> [Data for processing]:
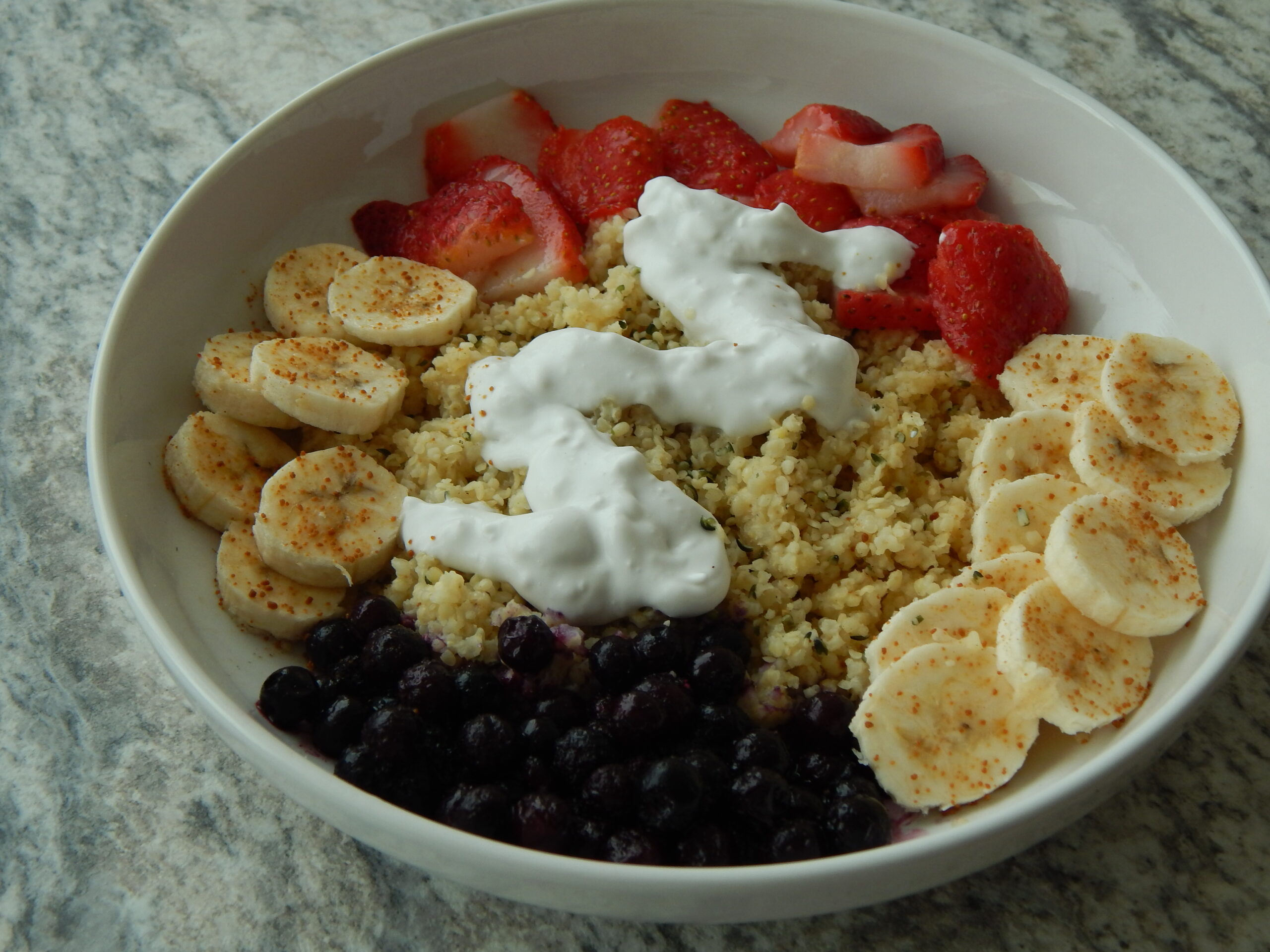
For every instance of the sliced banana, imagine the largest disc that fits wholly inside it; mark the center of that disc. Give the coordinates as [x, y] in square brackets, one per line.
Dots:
[218, 465]
[1107, 460]
[329, 518]
[955, 612]
[223, 380]
[1122, 567]
[1056, 372]
[296, 286]
[1171, 398]
[1016, 516]
[262, 599]
[400, 302]
[942, 726]
[1017, 446]
[328, 384]
[1082, 674]
[1010, 573]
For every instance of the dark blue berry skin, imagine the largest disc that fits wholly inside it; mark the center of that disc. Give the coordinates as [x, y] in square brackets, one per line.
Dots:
[389, 652]
[758, 795]
[489, 747]
[526, 644]
[332, 640]
[394, 735]
[705, 846]
[544, 822]
[718, 676]
[578, 752]
[853, 824]
[824, 722]
[670, 795]
[795, 841]
[484, 810]
[290, 697]
[633, 847]
[339, 725]
[615, 664]
[430, 688]
[761, 748]
[373, 613]
[479, 691]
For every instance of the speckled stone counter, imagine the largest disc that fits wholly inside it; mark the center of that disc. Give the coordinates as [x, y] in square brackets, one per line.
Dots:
[125, 824]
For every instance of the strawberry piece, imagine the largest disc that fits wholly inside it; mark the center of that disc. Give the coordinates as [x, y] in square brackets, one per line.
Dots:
[601, 173]
[845, 125]
[557, 249]
[926, 238]
[822, 206]
[908, 159]
[958, 187]
[994, 289]
[705, 149]
[512, 125]
[882, 310]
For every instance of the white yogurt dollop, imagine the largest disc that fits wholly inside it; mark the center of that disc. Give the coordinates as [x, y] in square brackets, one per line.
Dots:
[606, 536]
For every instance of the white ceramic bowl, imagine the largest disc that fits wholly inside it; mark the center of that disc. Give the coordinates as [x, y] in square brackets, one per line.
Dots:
[1140, 244]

> [The problem]: Output every line above exactly as it stands, and drop any picture.

> [Reply]:
For every instance of the sliced banana, imagine the largest disc that fits wholly inside it; mark the center of that disc. Give the coordinates as [x, y] in square brackets, one per line.
Dots:
[218, 465]
[1107, 460]
[329, 518]
[955, 612]
[223, 380]
[1122, 567]
[1056, 372]
[296, 286]
[1171, 398]
[1016, 516]
[262, 599]
[400, 302]
[942, 726]
[1017, 446]
[328, 384]
[1082, 674]
[1010, 573]
For every instance of the dark blue berry skin, imagine the largest disc that fits wholly inside it; mark the center of that disc. Give the coordinates as [x, y] in square brackets, one per line.
Dots:
[389, 652]
[758, 795]
[489, 747]
[526, 644]
[332, 640]
[394, 735]
[705, 846]
[544, 822]
[718, 676]
[578, 752]
[853, 824]
[824, 722]
[670, 795]
[795, 841]
[484, 810]
[290, 697]
[633, 847]
[339, 725]
[615, 664]
[430, 688]
[761, 748]
[373, 613]
[479, 691]
For every instance of the speckled stone counter, imagine the largest disc that fits wholly inside it; mark the center of that disc. Give the coordinates as [x, y] in square brackets, one per line.
Dots:
[125, 824]
For every instance of the strawberry piece, imagine the largest disc that fits wholly inside it; mark the center of that disc. Give the coordinates as [x, y] in square brackets, one per line.
Dots:
[601, 173]
[845, 125]
[557, 249]
[926, 238]
[822, 206]
[908, 159]
[958, 187]
[994, 289]
[705, 149]
[512, 125]
[882, 310]
For every instance of the white yogurt dollop, imagine the largest disc that fits wholly inside it; mark the center of that disc. Give the coordinates as [x, y] in square brackets, one per line.
Dots:
[606, 536]
For every instance of the white ceramic bowl, imagine the largest disc that fits wholly inside it; mark the center of that disc. Give the coordinates as [x, y] in square brackets, one per line.
Dots:
[1140, 244]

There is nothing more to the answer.